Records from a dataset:
------------------------------------

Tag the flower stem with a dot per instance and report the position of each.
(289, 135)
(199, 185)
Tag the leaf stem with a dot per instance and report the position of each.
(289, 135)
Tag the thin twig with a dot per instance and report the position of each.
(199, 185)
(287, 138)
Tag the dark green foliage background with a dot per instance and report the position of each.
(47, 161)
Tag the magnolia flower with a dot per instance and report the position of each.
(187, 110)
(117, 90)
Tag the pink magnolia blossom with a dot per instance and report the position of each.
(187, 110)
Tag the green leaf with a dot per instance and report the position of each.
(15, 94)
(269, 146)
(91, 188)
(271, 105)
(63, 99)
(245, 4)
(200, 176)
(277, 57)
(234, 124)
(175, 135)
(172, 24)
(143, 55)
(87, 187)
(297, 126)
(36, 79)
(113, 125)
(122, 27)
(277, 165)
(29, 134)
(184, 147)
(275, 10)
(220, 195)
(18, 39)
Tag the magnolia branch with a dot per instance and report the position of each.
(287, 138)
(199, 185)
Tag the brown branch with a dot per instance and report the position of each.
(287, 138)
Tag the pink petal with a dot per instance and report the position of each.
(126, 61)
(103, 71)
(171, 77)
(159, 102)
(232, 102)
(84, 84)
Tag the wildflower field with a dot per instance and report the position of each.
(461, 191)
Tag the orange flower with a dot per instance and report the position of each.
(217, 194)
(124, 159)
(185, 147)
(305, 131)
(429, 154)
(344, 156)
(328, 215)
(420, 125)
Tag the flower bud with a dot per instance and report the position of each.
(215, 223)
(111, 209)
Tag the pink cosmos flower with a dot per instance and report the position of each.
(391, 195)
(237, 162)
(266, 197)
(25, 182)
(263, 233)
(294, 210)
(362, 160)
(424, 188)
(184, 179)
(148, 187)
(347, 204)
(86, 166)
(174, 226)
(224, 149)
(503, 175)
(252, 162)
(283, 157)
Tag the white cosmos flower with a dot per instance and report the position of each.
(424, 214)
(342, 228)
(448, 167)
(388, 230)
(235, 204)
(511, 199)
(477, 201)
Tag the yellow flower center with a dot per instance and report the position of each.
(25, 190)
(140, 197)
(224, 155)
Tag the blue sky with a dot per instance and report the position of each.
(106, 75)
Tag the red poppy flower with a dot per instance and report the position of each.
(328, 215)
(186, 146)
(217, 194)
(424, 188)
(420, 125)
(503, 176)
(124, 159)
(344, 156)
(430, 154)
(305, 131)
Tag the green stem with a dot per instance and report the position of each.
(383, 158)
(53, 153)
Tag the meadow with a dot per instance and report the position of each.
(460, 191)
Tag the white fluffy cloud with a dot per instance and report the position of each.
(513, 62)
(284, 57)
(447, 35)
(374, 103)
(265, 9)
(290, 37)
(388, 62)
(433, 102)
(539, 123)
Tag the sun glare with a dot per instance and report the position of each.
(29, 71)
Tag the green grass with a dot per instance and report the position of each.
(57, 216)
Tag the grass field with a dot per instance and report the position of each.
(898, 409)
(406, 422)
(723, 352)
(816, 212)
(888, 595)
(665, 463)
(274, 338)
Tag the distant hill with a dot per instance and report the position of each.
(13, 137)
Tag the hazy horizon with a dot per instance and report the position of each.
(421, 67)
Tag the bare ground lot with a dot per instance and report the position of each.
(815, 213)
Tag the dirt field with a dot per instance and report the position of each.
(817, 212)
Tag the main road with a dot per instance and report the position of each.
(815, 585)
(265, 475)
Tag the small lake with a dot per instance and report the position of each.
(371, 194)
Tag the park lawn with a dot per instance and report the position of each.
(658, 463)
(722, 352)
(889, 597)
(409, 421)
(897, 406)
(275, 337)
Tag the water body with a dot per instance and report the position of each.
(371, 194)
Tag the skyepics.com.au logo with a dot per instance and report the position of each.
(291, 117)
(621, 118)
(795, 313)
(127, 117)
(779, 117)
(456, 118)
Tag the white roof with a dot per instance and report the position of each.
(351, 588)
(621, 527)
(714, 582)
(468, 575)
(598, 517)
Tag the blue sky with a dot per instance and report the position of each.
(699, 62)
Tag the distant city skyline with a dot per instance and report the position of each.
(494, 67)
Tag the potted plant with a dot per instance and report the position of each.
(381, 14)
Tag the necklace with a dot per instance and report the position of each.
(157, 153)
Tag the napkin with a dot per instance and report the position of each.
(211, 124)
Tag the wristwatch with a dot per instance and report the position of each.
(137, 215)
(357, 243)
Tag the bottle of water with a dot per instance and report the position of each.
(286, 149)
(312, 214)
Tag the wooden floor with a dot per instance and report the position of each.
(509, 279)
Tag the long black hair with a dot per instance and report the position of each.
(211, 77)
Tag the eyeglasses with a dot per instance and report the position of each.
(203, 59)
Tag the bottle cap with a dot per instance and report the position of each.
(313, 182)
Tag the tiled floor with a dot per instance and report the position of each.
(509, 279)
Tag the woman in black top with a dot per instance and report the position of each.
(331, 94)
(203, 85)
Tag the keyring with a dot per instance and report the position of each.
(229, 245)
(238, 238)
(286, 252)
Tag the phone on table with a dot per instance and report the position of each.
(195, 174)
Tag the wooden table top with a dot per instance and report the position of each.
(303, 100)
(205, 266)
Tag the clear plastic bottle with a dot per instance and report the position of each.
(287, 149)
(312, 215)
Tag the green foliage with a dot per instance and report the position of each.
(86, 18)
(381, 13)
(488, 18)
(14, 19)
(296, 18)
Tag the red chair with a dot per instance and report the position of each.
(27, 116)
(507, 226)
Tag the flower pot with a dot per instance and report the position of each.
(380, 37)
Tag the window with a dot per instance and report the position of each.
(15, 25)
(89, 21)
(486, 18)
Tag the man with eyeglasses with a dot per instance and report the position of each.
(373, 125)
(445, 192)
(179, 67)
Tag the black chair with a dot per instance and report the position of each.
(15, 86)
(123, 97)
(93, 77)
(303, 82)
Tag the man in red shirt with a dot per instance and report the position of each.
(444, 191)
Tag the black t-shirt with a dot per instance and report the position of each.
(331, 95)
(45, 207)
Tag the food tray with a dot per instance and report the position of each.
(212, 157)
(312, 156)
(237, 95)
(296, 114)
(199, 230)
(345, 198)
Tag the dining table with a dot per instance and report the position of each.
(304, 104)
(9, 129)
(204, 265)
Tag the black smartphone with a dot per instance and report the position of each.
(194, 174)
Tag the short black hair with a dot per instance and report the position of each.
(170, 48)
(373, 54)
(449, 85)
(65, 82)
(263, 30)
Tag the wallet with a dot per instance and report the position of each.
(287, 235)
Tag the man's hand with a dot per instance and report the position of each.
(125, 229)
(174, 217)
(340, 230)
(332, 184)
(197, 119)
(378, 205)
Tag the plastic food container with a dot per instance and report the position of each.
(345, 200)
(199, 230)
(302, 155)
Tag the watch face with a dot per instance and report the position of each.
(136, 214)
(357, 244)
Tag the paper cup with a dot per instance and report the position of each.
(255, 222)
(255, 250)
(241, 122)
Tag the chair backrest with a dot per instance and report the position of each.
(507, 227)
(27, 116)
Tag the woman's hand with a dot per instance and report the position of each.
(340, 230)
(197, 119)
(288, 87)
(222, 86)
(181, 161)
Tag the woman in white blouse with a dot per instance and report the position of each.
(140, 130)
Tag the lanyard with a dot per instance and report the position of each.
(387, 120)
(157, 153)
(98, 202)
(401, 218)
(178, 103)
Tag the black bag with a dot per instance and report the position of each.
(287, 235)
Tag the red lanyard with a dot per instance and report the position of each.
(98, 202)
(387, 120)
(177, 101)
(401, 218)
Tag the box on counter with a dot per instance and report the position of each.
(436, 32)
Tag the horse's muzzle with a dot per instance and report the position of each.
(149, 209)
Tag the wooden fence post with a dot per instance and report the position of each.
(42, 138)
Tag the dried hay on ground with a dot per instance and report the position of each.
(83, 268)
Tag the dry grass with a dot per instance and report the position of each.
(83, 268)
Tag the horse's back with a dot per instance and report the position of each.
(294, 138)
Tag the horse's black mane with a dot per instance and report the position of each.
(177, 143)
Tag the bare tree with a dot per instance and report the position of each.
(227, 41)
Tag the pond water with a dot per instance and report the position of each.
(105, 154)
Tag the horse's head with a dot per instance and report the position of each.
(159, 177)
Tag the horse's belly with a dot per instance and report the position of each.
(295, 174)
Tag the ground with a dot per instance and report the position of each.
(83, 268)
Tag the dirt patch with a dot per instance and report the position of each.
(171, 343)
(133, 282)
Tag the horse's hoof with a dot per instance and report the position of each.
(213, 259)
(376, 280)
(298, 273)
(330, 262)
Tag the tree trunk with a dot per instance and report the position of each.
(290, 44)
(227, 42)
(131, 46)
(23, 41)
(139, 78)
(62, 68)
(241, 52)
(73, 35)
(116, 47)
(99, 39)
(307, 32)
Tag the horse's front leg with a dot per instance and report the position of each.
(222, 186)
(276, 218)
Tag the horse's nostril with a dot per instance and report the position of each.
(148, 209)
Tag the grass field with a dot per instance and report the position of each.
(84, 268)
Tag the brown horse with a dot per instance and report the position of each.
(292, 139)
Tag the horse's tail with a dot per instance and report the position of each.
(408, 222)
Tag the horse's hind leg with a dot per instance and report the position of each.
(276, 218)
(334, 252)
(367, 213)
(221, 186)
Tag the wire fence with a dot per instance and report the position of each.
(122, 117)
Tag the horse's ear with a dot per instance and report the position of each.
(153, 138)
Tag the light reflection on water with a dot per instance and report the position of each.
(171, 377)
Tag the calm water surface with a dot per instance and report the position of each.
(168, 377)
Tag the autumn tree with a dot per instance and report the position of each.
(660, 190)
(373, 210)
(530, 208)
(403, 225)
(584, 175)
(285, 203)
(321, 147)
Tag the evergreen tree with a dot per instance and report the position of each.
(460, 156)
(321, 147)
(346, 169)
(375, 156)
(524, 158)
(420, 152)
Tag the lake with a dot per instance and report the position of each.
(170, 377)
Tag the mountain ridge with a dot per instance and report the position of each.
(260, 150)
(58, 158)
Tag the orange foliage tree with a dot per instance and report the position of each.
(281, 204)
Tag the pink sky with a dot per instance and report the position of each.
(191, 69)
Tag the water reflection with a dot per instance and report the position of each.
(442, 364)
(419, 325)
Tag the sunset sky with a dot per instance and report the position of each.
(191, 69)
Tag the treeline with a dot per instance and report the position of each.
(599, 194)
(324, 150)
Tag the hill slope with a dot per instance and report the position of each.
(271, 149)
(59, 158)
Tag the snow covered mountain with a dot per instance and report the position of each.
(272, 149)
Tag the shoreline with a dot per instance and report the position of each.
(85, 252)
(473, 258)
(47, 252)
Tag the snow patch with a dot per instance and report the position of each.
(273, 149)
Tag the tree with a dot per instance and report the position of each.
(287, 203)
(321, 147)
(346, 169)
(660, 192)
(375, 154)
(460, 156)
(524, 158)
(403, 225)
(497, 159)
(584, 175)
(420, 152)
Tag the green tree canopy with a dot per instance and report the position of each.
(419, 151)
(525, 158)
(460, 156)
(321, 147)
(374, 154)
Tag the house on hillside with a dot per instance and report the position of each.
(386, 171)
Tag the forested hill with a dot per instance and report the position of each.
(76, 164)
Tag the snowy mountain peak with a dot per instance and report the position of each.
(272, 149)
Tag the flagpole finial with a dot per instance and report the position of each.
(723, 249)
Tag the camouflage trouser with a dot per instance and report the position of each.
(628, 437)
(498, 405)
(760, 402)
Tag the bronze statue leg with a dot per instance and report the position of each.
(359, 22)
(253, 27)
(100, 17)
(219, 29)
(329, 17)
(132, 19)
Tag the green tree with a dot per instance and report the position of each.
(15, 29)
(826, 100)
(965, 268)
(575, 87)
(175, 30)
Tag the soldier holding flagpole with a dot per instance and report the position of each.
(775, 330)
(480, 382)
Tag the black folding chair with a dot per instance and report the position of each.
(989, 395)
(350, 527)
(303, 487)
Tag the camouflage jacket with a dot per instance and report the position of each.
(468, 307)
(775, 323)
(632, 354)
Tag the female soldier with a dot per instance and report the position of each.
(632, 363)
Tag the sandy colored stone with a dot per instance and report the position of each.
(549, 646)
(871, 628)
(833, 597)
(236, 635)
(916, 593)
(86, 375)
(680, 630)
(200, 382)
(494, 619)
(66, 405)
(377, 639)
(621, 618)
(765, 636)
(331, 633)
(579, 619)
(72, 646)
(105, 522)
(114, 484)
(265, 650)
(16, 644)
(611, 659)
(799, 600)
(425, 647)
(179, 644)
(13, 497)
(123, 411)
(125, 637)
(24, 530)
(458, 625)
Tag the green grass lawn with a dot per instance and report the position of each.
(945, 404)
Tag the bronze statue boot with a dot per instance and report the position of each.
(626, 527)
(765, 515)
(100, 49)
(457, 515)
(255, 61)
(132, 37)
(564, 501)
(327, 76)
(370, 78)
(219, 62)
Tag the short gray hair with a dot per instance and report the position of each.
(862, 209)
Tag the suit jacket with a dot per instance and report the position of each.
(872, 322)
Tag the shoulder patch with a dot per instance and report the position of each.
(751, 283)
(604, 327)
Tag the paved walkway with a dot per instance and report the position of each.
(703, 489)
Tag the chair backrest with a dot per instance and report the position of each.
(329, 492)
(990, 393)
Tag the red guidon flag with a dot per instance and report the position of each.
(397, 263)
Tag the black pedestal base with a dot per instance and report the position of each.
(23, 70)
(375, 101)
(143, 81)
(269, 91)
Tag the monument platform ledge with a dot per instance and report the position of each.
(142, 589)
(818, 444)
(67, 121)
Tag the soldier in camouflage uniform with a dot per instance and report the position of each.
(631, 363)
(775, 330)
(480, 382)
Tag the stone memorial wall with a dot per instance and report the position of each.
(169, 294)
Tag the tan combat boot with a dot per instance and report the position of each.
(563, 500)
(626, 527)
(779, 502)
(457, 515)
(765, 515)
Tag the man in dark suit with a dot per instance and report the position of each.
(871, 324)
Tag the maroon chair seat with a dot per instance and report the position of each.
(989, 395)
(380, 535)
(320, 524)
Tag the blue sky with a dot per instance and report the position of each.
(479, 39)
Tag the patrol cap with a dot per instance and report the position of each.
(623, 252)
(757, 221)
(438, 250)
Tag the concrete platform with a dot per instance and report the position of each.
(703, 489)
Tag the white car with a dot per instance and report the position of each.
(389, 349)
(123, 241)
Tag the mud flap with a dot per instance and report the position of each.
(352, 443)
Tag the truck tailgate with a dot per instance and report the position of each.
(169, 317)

------------------------------------

DO THIS: Begin with the line that contains "Tag the man in dark" and quote each line after it exactly, stopping after the last line of the data.

TASK RESPONSE:
Tag the man in dark suit with a dot per instance and report the position of each.
(871, 324)
Tag the maroon chair seat with a dot per instance and report the position of each.
(989, 395)
(380, 535)
(320, 524)
Tag the blue sky with a dot per instance and report the position of each.
(479, 39)
Tag the patrol cap with a dot per instance and report the position of each.
(623, 252)
(757, 221)
(438, 250)
Tag the concrete platform with a dot per instance and report the position of each.
(703, 489)
Tag the white car with a dot per instance and report the position of each.
(389, 349)
(123, 241)
Tag the mud flap with a dot per instance and report the position of each.
(352, 443)
Tag the truck tailgate with a dot per instance and report the position of each.
(169, 317)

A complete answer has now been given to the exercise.